* **Text under study**:
• • • • • • •
Wednesday, September 13, 2017

The Two Sides of Digital IT: Transactional vs. Transformational

Transactional side of IT seeks continuity, and the transformational side of IT seeks to change and opportunities.

Many IT organizations are at the crossroad - either transform itself to get digital ready or keep “we always do things like that,” mentality, and become irrelevant. The pace of changes in IT would force more CIOs into the transformation-oriented digital leadership position because IT plays a significant role in driving the digital transformation of the company. It doesn’t mean though being transactional is bad and transformation is good, in the absolute. Here are two sides of digital IT: Transactional vs. Transformational comparison.


A transaction follows standard operating procedures. A transformation needs strategic guideline and policy: IT engineering practices and disciplines require structural approaches and problem-solving capabilities. Thus, from IT transactional lens, following standard operating procedures is important to improve IT effectiveness and efficiency. With engineering as science, and following well-defined standard, different people specify requirements/design you get the same results, and different people read the resulting specifications you get the same explanation. Still, it doesn’t mean to have an overly restricted process to create silo thinking or discourage innovation. IT transformation is inevitable due to the sea of changes. The reality is that you have to change with the “tide,” but you also have to follow the well-defined set of principles which would guide you in decision making and how you relate to others, with which speed can you swim in the uncharted water, what competency helps you survive and thrive, and how you steer in the right direction and reach the destination without getting lost. Thus, the digital principles are like the compass to navigate through the business changes, also guide all levels of the organization to operate with harmony, in order to achieve common goals.
• • • • • • •
Stored records:

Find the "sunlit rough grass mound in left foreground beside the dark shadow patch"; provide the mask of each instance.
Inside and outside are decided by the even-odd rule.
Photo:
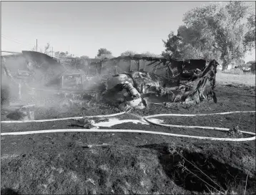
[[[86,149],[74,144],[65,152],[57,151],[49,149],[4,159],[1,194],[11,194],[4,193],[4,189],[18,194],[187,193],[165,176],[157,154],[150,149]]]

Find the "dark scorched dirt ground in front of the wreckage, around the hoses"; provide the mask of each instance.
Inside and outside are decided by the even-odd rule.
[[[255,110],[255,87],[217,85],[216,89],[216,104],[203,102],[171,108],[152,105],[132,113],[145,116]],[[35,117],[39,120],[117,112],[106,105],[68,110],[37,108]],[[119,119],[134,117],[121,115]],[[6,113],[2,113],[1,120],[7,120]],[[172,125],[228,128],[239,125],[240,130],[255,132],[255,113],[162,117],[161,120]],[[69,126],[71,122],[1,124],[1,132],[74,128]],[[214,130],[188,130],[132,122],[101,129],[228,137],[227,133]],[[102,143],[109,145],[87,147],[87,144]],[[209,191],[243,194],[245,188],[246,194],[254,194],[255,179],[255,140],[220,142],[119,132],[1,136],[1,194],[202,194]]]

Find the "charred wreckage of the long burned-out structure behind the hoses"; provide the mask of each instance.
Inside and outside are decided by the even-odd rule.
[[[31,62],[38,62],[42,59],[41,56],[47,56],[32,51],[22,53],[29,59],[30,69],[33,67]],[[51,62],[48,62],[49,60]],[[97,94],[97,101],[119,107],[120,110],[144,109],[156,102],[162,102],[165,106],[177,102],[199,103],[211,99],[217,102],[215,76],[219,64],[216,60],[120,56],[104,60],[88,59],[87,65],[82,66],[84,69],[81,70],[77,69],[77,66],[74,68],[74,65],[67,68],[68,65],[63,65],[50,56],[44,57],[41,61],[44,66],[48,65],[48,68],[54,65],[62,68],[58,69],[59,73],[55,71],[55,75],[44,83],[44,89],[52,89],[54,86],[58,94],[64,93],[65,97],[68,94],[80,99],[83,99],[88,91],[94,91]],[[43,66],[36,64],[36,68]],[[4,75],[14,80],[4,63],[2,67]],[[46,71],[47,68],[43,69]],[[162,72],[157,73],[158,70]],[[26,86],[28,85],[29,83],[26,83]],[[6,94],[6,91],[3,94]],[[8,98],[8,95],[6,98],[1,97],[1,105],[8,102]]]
• • • • • • •
* **Using the information**:
a. Reproduce a passage from the piece on transactional versus transformational IT word for word: begin at the words "The Two Sides" and stop after "vs. Transformational comparison.".
b. In the piece on transactional versus transformational IT, what does the transformational side of IT seek?
This material isn't needed for anything here.

* **Task solutions**:
a.
The Two Sides of Digital IT: Transactional vs. Transformational

Transactional side of IT seeks continuity, and the transformational side of IT seeks to change and opportunities.

Many IT organizations are at the crossroad - either transform itself to get digital ready or keep “we always do things like that,” mentality, and become irrelevant. The pace of changes in IT would force more CIOs into the transformation-oriented digital leadership position because IT plays a significant role in driving the digital transformation of the company. It doesn’t mean though being transactional is bad and transformation is good, in the absolute. Here are two sides of digital IT: Transactional vs. Transformational comparison.

b. It seeks change and opportunities.